— start DATA PROVIDED —

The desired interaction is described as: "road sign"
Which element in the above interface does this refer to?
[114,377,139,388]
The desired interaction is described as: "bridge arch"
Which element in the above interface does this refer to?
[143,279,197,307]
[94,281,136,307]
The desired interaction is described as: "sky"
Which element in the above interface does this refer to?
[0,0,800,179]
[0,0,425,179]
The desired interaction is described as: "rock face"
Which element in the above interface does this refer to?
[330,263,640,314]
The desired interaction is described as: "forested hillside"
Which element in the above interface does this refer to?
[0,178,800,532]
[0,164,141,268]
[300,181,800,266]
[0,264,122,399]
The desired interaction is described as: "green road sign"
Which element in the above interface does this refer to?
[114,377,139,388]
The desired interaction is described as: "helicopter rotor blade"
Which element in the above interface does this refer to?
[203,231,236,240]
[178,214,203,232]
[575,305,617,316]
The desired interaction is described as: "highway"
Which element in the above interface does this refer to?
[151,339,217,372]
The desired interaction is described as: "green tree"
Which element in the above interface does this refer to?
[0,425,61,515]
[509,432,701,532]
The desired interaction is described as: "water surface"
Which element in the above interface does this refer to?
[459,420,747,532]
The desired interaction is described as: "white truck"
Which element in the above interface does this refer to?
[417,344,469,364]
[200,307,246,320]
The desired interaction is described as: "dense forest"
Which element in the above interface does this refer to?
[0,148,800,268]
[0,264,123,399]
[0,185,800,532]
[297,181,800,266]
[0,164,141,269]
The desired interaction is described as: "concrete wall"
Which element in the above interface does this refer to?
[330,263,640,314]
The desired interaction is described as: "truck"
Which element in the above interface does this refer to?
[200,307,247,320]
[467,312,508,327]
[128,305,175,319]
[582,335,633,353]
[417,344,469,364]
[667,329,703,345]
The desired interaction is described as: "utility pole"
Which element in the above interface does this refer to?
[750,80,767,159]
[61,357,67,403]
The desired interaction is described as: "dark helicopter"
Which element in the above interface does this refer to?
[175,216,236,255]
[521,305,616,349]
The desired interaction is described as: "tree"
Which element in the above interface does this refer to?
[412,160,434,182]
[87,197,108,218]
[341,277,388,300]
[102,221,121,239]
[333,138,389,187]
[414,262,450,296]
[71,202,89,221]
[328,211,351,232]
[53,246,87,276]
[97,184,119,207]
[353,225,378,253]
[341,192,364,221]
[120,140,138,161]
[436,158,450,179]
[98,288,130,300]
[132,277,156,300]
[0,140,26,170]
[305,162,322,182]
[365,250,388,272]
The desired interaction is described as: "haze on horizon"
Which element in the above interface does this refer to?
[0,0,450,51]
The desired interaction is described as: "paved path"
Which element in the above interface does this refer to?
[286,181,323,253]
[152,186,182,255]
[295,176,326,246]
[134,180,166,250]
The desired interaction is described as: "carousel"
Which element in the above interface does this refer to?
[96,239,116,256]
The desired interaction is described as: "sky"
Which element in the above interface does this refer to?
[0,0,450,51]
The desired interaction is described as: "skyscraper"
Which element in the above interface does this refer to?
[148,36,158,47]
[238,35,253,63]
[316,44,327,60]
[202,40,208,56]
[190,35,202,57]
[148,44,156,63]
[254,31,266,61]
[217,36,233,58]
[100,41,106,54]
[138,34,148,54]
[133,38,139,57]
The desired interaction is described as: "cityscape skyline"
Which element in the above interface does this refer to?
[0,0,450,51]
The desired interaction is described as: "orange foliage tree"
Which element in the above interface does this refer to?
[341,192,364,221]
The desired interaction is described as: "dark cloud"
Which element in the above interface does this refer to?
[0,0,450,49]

— end DATA PROVIDED —

• **PROBLEM DESCRIPTION**
Return every entry exactly as given.

• **FINAL ANSWER**
The desired interaction is described as: "road sign"
Which element in the above interface does this refer to?
[114,377,139,388]
The desired interaction is described as: "bridge arch"
Which element in the above interface does this refer to?
[143,279,197,307]
[94,281,136,307]
The desired interaction is described as: "sky"
Which element in the above interface does this refer to?
[0,0,800,179]
[0,0,425,179]
The desired interaction is described as: "rock face"
Which element in the above interface does this refer to?
[330,263,640,314]
The desired interaction is described as: "forested hillside"
Which element in the above interface does this refer to?
[0,178,800,532]
[0,164,141,268]
[300,181,800,266]
[0,264,122,399]
The desired interaction is described as: "green road sign"
Which element in the above interface does this refer to?
[114,377,139,388]
The desired interaction is described as: "helicopter rotor blade"
Which element in the above interface does this refer to?
[203,231,236,240]
[178,214,203,232]
[575,305,617,316]
The desired interaction is described as: "highway"
Which element in the above interface does this refer to?
[151,339,217,372]
The desired interaction is described as: "green tree"
Which element in the above interface does this refer to?
[0,425,61,515]
[509,432,701,532]
The desired interaction is described as: "water surface"
Which element in the above interface does this refer to?
[459,420,747,532]
The desired interaction is described as: "white truck"
Which element in the above interface does this refer to?
[417,344,469,364]
[200,307,246,320]
The desired interaction is described as: "dense forest"
Which element in the above interface does this refer to?
[0,148,800,268]
[0,264,123,399]
[0,185,800,532]
[297,181,800,266]
[0,164,141,269]
The desired interaction is described as: "concrete wall"
Which element in the above interface does this refer to?
[330,263,640,314]
The desired interaction is described as: "truck"
Which element in the above interface does this refer to?
[200,307,247,320]
[467,312,508,327]
[128,305,175,319]
[582,335,633,353]
[417,344,469,364]
[667,329,703,345]
The desired interaction is described as: "utility pole"
Which element in the above interface does this refer to?
[750,80,767,159]
[61,357,67,403]
The desired interaction is described as: "dark helicopter"
Which element in the above interface does this refer to?
[175,216,236,255]
[521,305,616,349]
The desired interaction is described as: "tree"
Which element in the above interface does this refer to?
[412,160,434,182]
[87,197,108,218]
[341,277,388,300]
[102,221,121,239]
[333,138,389,187]
[414,262,450,296]
[71,202,89,221]
[328,211,351,232]
[53,246,87,276]
[97,184,119,207]
[353,225,378,253]
[341,192,364,221]
[120,140,138,161]
[436,158,450,179]
[98,288,130,300]
[132,277,156,300]
[0,140,26,170]
[305,162,322,182]
[365,250,388,272]
The desired interaction is described as: "haze on horizon"
Which element in the above interface does this refer to?
[0,0,450,51]
The desired interaction is described as: "paved path"
Which element in the above interface does this refer to?
[286,181,323,253]
[152,186,182,255]
[295,176,326,246]
[134,180,166,250]
The desired interaction is described as: "carousel"
Which element in the above interface does this refer to?
[96,239,116,256]
The desired interaction is described as: "sky"
Which element in the above interface does this refer to?
[0,0,450,51]
The desired interaction is described as: "skyscraper"
Which element in the above interface does this refer to?
[148,36,158,47]
[238,35,253,63]
[316,44,327,60]
[202,40,208,56]
[190,35,202,57]
[148,44,156,63]
[254,31,266,61]
[217,36,233,58]
[100,41,106,54]
[138,34,148,54]
[133,38,139,57]
The desired interaction is described as: "cityscape skyline"
Which element in the above interface does this refer to?
[0,0,450,51]
The desired interaction is described as: "orange foliage tree"
Which element in the above interface does this refer to?
[341,192,364,221]
The desired interaction is described as: "dark cloud"
Which element in the above interface does this refer to?
[0,0,450,49]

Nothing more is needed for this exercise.